• [WHAT THE TASK ASKS]: Only the lines from the one containing "The component shall identify every instance of the tan" through the final line of the material below should be output, exactly as they stand.

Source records

══════

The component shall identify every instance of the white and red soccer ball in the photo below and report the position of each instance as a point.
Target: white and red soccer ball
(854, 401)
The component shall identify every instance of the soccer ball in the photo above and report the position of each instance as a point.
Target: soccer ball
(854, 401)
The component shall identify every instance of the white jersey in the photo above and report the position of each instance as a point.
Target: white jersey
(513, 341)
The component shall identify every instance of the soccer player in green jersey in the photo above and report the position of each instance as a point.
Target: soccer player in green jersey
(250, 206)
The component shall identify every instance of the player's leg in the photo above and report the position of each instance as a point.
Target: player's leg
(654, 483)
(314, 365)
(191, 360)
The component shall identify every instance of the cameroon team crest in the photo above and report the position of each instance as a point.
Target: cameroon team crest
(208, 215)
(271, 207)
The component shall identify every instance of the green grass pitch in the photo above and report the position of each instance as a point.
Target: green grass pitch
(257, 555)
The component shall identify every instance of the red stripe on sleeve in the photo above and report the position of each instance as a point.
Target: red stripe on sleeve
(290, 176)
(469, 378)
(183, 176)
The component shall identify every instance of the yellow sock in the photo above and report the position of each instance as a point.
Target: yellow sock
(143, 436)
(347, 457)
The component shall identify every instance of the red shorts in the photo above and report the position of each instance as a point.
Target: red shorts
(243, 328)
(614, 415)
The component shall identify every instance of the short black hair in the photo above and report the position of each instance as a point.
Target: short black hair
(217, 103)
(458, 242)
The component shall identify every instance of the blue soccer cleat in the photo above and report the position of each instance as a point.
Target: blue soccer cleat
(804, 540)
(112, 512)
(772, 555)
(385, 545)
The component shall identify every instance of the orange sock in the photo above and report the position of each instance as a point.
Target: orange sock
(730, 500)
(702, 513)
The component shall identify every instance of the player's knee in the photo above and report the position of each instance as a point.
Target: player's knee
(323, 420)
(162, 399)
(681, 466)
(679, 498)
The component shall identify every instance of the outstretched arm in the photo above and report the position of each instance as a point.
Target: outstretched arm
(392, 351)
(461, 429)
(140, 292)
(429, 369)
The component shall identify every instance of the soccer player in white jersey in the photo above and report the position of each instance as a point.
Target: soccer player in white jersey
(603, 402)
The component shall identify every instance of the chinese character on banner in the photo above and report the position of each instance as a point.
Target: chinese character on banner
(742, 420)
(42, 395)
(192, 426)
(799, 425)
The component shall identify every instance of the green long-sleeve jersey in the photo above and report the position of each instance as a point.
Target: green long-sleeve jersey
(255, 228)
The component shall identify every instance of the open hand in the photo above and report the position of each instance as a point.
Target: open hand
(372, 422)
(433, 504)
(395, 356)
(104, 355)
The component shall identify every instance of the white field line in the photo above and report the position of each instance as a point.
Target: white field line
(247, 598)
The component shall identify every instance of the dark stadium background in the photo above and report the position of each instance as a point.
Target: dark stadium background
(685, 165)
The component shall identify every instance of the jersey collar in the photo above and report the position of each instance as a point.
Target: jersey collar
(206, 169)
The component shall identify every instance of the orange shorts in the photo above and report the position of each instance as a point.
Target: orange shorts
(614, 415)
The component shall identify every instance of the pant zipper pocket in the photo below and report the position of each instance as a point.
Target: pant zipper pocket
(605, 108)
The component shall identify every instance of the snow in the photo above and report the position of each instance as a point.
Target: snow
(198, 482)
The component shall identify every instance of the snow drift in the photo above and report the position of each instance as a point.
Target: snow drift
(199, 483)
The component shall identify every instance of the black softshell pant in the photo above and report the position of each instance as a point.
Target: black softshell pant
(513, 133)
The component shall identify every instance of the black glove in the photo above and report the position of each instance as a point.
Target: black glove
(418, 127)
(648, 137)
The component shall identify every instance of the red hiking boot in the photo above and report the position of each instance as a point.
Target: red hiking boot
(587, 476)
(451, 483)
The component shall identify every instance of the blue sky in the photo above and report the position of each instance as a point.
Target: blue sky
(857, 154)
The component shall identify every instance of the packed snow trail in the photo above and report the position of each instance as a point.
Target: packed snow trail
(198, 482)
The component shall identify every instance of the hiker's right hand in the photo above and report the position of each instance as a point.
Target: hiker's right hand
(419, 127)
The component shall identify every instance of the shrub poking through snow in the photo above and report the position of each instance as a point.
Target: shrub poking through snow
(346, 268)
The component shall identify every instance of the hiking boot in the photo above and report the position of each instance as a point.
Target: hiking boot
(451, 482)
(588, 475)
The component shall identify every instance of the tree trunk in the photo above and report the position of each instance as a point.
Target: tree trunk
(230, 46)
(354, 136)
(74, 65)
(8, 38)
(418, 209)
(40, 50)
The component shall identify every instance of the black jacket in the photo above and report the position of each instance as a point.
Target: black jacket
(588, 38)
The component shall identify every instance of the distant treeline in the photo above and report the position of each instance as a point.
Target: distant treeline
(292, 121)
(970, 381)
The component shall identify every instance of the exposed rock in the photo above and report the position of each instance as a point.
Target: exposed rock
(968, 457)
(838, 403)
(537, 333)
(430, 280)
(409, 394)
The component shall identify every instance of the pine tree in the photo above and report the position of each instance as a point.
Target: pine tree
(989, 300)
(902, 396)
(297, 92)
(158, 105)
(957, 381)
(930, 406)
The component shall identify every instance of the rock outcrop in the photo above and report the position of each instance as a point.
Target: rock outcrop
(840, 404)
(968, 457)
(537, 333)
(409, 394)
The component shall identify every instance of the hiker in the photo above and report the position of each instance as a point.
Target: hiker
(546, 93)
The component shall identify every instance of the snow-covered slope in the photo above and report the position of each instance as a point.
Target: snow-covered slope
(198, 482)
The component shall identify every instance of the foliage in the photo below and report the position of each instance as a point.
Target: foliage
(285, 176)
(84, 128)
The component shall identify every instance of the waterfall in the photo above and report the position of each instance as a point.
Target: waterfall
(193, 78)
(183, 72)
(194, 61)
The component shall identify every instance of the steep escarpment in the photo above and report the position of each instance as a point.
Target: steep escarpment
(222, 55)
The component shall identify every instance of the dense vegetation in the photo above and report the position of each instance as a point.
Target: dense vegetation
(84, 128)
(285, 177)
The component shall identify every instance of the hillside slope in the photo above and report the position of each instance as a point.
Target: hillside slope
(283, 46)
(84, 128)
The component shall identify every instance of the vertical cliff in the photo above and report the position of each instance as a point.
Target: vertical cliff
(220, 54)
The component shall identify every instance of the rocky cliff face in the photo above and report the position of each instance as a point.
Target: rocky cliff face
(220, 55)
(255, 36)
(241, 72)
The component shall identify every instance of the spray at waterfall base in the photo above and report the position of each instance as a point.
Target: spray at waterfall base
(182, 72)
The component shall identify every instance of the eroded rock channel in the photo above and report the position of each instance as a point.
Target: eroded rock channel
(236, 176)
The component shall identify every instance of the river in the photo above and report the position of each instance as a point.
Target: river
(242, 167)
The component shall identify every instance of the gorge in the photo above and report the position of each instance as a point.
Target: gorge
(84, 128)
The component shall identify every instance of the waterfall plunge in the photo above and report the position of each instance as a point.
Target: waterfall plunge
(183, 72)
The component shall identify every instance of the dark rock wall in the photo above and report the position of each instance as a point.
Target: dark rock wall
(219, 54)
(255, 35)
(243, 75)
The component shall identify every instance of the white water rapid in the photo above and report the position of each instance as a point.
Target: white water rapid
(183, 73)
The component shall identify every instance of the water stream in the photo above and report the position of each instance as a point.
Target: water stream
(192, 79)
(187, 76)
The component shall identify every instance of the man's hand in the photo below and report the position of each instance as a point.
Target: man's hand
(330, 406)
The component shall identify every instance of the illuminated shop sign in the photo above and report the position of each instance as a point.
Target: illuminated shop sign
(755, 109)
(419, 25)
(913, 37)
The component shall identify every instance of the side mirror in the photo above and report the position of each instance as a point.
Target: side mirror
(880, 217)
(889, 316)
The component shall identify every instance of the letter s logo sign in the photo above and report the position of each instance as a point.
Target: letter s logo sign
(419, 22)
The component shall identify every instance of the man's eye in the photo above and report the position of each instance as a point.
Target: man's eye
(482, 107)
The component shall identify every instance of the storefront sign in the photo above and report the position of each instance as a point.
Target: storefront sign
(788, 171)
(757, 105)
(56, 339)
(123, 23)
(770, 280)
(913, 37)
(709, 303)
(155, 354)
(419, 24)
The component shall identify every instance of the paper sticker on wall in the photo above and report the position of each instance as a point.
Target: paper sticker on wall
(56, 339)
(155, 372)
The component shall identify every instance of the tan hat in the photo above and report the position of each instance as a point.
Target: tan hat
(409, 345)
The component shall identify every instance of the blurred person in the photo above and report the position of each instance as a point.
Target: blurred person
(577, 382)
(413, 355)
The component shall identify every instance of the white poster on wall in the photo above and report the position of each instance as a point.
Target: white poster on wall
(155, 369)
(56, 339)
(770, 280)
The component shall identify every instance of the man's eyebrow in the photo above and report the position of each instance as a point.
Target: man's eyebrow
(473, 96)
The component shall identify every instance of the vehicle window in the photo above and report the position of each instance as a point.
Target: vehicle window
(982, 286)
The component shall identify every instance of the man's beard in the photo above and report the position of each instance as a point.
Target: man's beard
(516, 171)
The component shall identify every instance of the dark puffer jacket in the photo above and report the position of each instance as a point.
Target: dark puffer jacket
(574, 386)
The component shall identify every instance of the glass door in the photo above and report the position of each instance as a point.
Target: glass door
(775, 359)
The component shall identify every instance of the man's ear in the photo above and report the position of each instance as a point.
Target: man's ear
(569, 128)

══════

• [ANSWER IN FULL]:
The component shall identify every instance of the tan hat in the photo above and report the position of each instance as a point.
Target: tan hat
(409, 345)
The component shall identify every instance of the blurred person in the photo above and report the position of each instance as a point.
Target: blurred person
(577, 382)
(413, 355)
The component shall identify every instance of the white poster on wall in the photo above and report the position of each instance as a point.
Target: white poster on wall
(155, 369)
(56, 339)
(770, 280)
The component shall identify every instance of the man's eyebrow in the photo above and report the position of each instance as a point.
Target: man's eyebrow
(473, 96)
The component shall identify every instance of the vehicle window in the photo above and report the position of each instance as a point.
Target: vehicle window
(982, 286)
The component shall identify every instance of the man's beard in the photo above and report the position of each instance as a point.
Target: man's beard
(516, 171)
The component shall identify every instance of the dark puffer jacket in the photo above and report the position of each instance as a point.
Target: dark puffer jacket
(574, 386)
The component shall identify every instance of the glass door in the photo above and report the position of each instance as a point.
Target: glass door
(775, 359)
The component shall identify every instance of the man's ear in the photo above and report the position of each instance as a point.
Target: man's ear
(569, 128)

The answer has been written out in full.